#### PROBLEM:
Set down every entry exactly as it was written.

+===+

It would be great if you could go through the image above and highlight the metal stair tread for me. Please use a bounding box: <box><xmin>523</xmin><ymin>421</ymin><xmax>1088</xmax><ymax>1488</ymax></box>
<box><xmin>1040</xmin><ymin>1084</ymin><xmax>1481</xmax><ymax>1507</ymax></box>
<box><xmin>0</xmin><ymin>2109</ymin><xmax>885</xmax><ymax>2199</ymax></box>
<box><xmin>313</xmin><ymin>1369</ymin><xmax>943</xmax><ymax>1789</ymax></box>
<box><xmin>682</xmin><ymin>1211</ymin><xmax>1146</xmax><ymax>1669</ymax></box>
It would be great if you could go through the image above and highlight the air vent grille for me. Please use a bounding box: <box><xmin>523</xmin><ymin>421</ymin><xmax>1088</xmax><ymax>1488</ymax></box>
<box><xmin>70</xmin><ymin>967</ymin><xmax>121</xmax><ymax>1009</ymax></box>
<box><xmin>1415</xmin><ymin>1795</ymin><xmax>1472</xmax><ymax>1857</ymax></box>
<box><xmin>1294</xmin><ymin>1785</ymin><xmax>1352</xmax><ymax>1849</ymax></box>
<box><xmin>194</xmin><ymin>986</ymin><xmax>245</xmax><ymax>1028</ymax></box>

+===+

#### RESPONSE BOX:
It would be great if you could go through the image above and highlight the metal stair tread for me. Please use a bounding box: <box><xmin>523</xmin><ymin>421</ymin><xmax>1088</xmax><ymax>1488</ymax></box>
<box><xmin>1040</xmin><ymin>1084</ymin><xmax>1481</xmax><ymax>1507</ymax></box>
<box><xmin>0</xmin><ymin>2109</ymin><xmax>885</xmax><ymax>2199</ymax></box>
<box><xmin>313</xmin><ymin>1369</ymin><xmax>943</xmax><ymax>1789</ymax></box>
<box><xmin>682</xmin><ymin>1211</ymin><xmax>1146</xmax><ymax>1669</ymax></box>
It would be great if you could go through the image above and highlight the air vent grille for me. Please use a bounding box: <box><xmin>523</xmin><ymin>421</ymin><xmax>1088</xmax><ymax>1488</ymax></box>
<box><xmin>70</xmin><ymin>967</ymin><xmax>121</xmax><ymax>1009</ymax></box>
<box><xmin>1415</xmin><ymin>1795</ymin><xmax>1472</xmax><ymax>1857</ymax></box>
<box><xmin>1294</xmin><ymin>1785</ymin><xmax>1352</xmax><ymax>1849</ymax></box>
<box><xmin>194</xmin><ymin>986</ymin><xmax>245</xmax><ymax>1028</ymax></box>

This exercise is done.